■ Aim 1 ■
Collect every line of the records that contains the string "instances". Treat case as significant.

* begin Page excerpt *

Second moments of a random vector are described with **covariance matrix** $\mathbb{V}\text{ar}(\mathbf{X}) = \Sigma$, where
$$
\Sigma_{ij} = \operatorname{cov}(X_i, X_j)
$$

$$
\Sigma_{ij} = \operatorname{cov}(X_i, X_j) = \mathbb{E} \left[ (X_i - \mathbb{E} X_i) (X_j - \mathbb{E} X_j) \right]
$$

In particular, the diagonal elements are variances: $\Sigma_{ii} = \mathbb{V}\text{ar}(X_i)$.

## Random vector: covariance matrix

Matrix notation for covariance matrix is $\mathbb{V}\text{ar}(\mathbf{X}) = \mathbb{E}\left[(\mathbf{X} - \mathbb{E}[\mathbf{X}]) (\mathbf{X} - \mathbb{E}[\mathbf{X}])^\top\right]$.

* end Page excerpt *

■ Aim 2 ■
Resume the excerpt on covariance matrices, writing on from its last sentence.

* begin Task material *

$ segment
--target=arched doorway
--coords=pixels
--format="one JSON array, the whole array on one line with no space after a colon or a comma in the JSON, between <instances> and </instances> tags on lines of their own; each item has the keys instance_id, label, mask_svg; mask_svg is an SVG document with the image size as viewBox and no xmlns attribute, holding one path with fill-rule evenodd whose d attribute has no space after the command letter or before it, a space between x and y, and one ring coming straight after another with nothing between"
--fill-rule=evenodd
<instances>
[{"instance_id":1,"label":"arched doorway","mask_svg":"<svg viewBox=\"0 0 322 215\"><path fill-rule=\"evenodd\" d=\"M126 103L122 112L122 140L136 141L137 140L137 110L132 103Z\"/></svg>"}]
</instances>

* end Task material *

■ Written reply 1 ■
--format="one JSON array, the whole array on one line with no space after a colon or a comma in the JSON, between <instances> and </instances> tags on lines of their own; each item has the keys instance_id, label, mask_svg; mask_svg is an SVG document with the image size as viewBox and no xmlns attribute, holding one path with fill-rule evenodd whose d attribute has no space after the command letter or before it, a space between x and y, and one ring coming straight after another with nothing between"
<instances>
</instances>

■ Written reply 2 ■
Properties of convariance matrix:
- Symmetry $\Sigma^\top = \Sigma$
- Non-negative semi-definite: $a^\top \Sigma a \geqslant 0, \forall a$

## Random vector: marginal and conditional distributions

**Marginal distribution** is the distribution of a subset of a random vector. For example, consider r.v. $\mathbf{X} \in \mathbb{R}^n$ and let's view it as two vectors, $\mathbf{Y} \in \mathbb{R}^k$ and $\mathbf{Z} \in \mathbb{R}^{n-k}$, stacked: $\mathbf{X} = (\mathbf{Y}^\top, \mathbf{Z}^\top)^\top$. The marginal distribution of $\mathbf{Z}$ then will be:
$$
f_{\mathbf{Z}}(\mathbf{z}) = \int_{\mathbb{R}^k} f_{\mathbf{X}}(\mathbf{y}, \mathbf{z}) d \mathbf{y}
$$

In words, we take distribution of $\mathbf{X}$ and **integrate out** everything not realted to $\mathbf{Z}$.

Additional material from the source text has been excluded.